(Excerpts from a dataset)
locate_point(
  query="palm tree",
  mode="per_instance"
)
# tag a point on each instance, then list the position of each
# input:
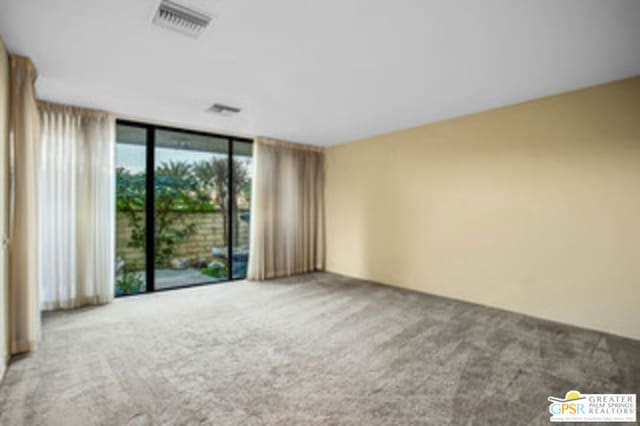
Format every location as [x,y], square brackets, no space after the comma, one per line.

==

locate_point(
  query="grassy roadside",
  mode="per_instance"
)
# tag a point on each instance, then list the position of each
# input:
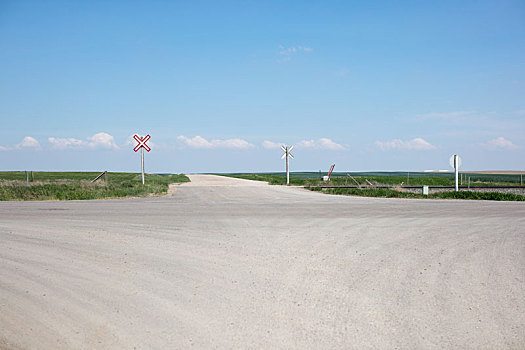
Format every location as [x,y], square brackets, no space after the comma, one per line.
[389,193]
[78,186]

* * *

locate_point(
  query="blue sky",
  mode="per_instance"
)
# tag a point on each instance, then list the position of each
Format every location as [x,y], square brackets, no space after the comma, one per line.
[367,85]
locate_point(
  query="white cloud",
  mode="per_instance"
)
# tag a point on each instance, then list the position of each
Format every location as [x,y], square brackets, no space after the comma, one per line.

TASK PROMPT —
For every line of the entries above that holds "query", add one to a tally, and report only the final count.

ANSWER SPACE —
4